**やること:** 下にある岡本敬子さんの紹介文では、岡本さんが2011年に立ち上げたブランドは何という名前ですか。

服飾ディレクターの岡本敬子さんと、
“家内製手工業人”の石澤敬子さんは、
伊藤さんが一目おく「小物づかいの達人」。
ふたりの敬子さんに
私物の小物をたくさんお持ちいただき、
たくさんお話をうかがいました。
なんだか元気がもらえちゃう3人の会話を、
4回にわけておとどけします。
岡本敬子
服飾ディレクター。
文化服装学院スタイリスト科卒業後、
スタイリストオフィスを経て、
大手アパレル会社のPR部門で
国内外のブランドのプレスを担当。
2008年に独立し、ファッションブランドの
ものづくりからPR、店舗の計画など、
「おしゃれ」に関する幅広い仕事に携わる。
2011年に立ち上げたブランド「KO」は、
流行は追わないけれどスタイリッシュでいたい、
人と同じものはつまらない、エイジレスでいたい、
というひとたちに向け“旅のMIXスタイル”をテーマに、
ジュエリー、皮小物、アイウェアなどを展開。
オーガニックコットンの
nanadecor(ナナデェコール)では、
KO by nanadecor という、岡本さんのラインをもち、
2017年からは東京・千駄ヶ谷の「Pili」というお店の
ディレクションも担当。
編集者の夫・岡本仁さんとの共著に、ブログを書籍化した
『今日の買い物。』
『続・今日の買い物。』が。
現在は発信のベースをインスタグラムにうつし、
おおぜいのフォロワーの支持を集める。

**一覧:**

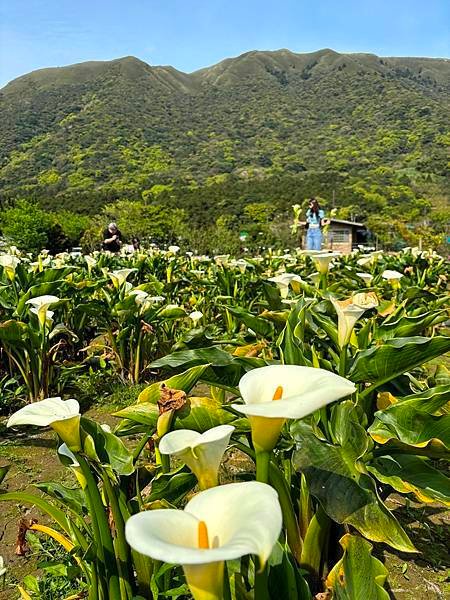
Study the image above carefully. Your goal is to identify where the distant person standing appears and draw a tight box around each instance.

...

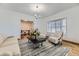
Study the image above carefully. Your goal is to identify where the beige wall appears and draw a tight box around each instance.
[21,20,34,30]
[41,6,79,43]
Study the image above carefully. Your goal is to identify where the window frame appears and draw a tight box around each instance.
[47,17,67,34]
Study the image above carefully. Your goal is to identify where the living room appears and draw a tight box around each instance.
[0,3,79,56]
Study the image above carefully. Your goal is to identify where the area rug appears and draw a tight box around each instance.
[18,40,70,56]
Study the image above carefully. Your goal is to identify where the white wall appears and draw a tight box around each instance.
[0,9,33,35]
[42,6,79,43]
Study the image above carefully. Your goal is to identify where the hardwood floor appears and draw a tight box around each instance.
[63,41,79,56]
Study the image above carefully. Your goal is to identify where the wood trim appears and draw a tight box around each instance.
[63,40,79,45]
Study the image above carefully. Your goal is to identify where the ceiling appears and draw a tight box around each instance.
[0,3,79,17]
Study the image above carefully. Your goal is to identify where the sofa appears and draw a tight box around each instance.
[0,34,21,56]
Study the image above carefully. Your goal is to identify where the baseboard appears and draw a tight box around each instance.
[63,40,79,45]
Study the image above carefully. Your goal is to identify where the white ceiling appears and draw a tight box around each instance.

---

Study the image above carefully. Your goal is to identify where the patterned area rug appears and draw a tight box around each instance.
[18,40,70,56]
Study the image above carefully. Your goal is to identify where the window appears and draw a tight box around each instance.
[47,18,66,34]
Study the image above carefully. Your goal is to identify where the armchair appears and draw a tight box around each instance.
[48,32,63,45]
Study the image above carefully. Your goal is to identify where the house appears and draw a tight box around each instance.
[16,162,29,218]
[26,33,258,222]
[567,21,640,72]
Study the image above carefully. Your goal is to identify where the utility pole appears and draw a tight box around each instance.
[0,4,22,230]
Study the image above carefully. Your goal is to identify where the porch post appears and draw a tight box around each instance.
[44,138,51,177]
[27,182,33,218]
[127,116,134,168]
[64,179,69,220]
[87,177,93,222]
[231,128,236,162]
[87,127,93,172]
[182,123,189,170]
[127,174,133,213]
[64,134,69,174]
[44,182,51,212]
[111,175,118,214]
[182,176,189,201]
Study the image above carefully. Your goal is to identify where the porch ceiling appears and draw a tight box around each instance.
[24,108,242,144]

**結果:** 「KO」です。